元データ:
┏━━
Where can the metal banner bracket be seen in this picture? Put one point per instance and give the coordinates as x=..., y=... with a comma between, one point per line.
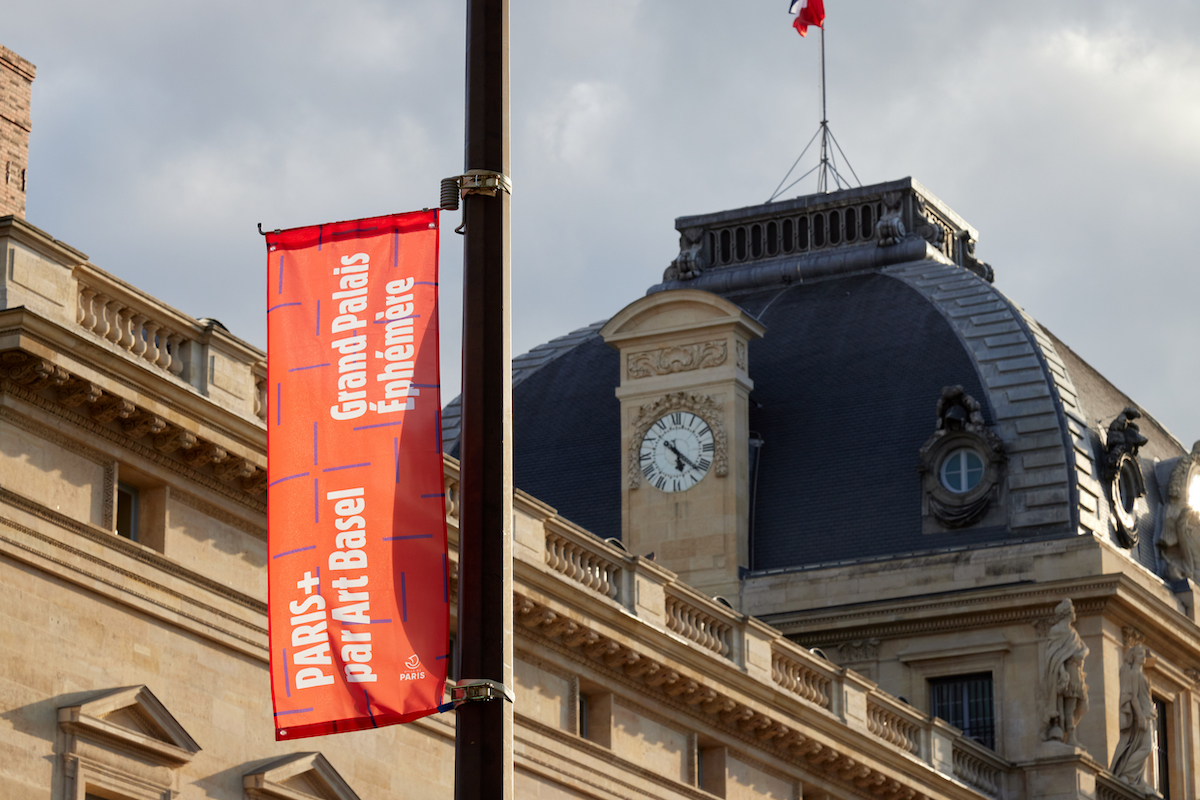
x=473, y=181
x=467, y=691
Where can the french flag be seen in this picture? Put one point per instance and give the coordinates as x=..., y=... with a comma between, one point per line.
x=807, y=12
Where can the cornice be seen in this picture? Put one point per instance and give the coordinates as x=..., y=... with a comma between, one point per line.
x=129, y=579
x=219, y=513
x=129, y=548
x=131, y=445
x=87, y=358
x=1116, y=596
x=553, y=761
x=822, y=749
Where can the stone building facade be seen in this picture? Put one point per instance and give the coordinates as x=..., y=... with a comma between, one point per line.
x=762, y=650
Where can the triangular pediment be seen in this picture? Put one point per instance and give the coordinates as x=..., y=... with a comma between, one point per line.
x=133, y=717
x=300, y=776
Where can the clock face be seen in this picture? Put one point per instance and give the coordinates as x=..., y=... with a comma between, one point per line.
┗━━
求められる内容:
上の行を、指示文も含めてすべてもう一度書き出してください。答えにある座標の数値はどれも1.1倍して四捨五入で整数にし、画像は省くこと。

問題の解答:
Where can the metal banner bracket be seen in this picture? Put one point per instance and give the coordinates as x=..., y=... with a comma between, one point per line.
x=520, y=199
x=514, y=760
Where can the french flag be seen in this picture? Put one point per instance and give the coordinates as x=..., y=... with a comma between, one point per line.
x=888, y=13
Where can the cornice be seen in this picture? Put one point per instance and give the coordinates as x=..., y=... with a comma between, one point per line.
x=142, y=637
x=241, y=564
x=142, y=603
x=144, y=490
x=96, y=394
x=1228, y=656
x=608, y=837
x=904, y=824
Where can the stone building facade be seen in this picture? Put one point per instance and give the coordinates as x=..., y=... with a comma between, one point per line.
x=838, y=715
Where can the triangular pediment be seen in this picture? Put one point per instance and give the coordinates as x=..., y=... with a comma between, one point per line.
x=146, y=789
x=330, y=854
Where can the clock face be seen in this picture? Put one point per instance and give the coordinates as x=..., y=... with a comma between, one point per line.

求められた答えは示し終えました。